WORK REQUIRED:
Present every line of the items below as a Markdown table with the columns No. and Line, numbering each row and omitting blank lines. Leave the pictures out of the answer.
───── DATA RECORDS ─────
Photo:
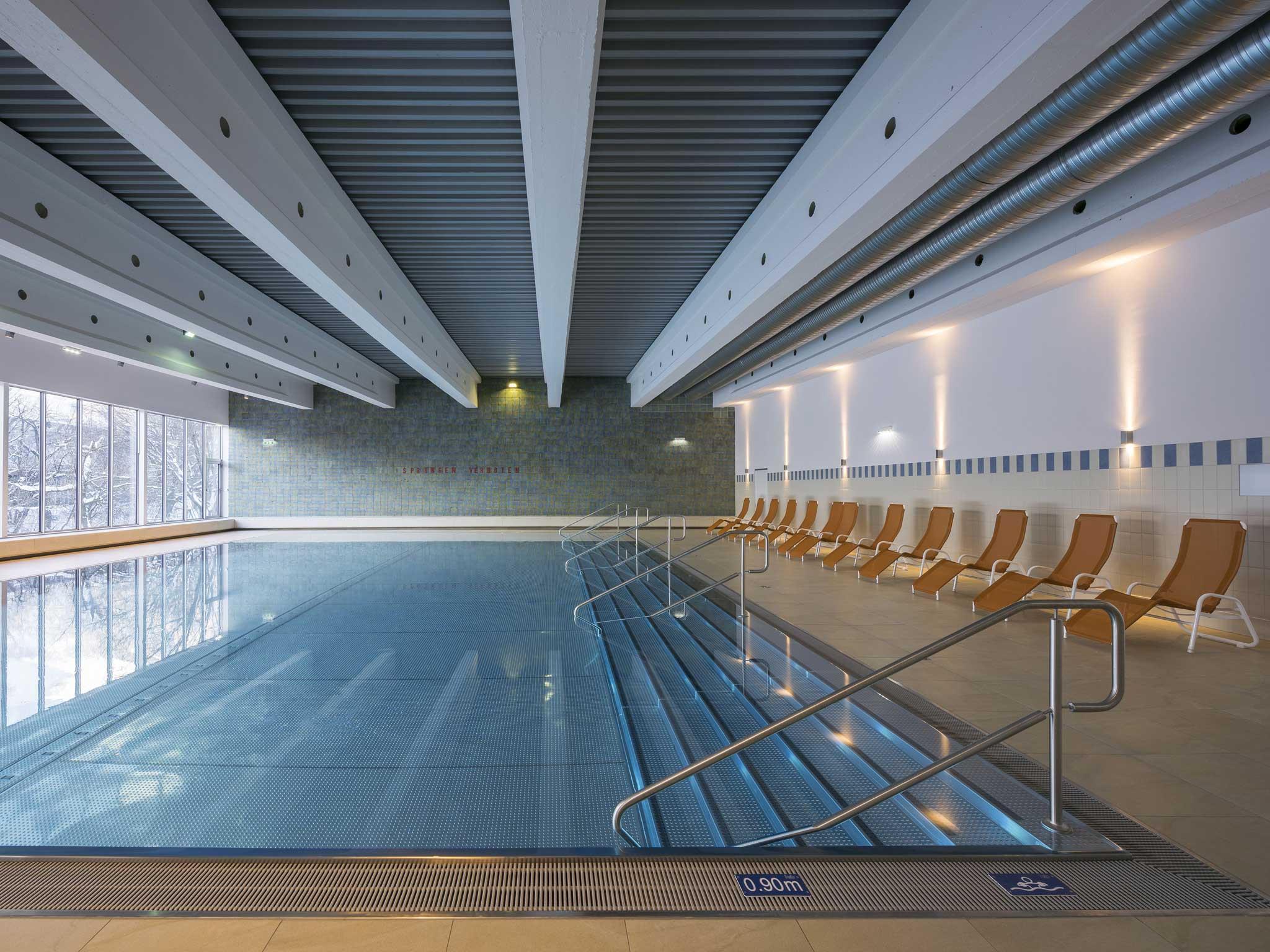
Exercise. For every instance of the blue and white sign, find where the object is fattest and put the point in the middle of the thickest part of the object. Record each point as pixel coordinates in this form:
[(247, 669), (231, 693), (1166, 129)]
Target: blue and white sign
[(773, 885), (1033, 885)]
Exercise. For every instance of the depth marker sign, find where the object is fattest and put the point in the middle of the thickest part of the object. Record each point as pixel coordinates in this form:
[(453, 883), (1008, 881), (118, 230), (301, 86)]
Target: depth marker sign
[(773, 885)]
─────
EXPECTED ANSWER:
| No. | Line |
|---|---|
| 1 | Photo: |
| 2 | Exercise. For every instance of the blue and white sign, find where the object is fattest and put the point in the middle of the thickest part of the object. Record each point as pixel coordinates in this form: |
| 3 | [(247, 669), (231, 693), (1166, 129)] |
| 4 | Target: blue and white sign |
| 5 | [(773, 885), (1033, 885)] |
| 6 | Exercise. For every instance of the depth marker sign, find where the object is fattest and put the point in the middle of the thickest part of the object. Record each point as pixel coordinates in this form: |
| 7 | [(453, 883), (1008, 881), (118, 230), (301, 86)] |
| 8 | Target: depth marker sign |
| 9 | [(773, 885)] |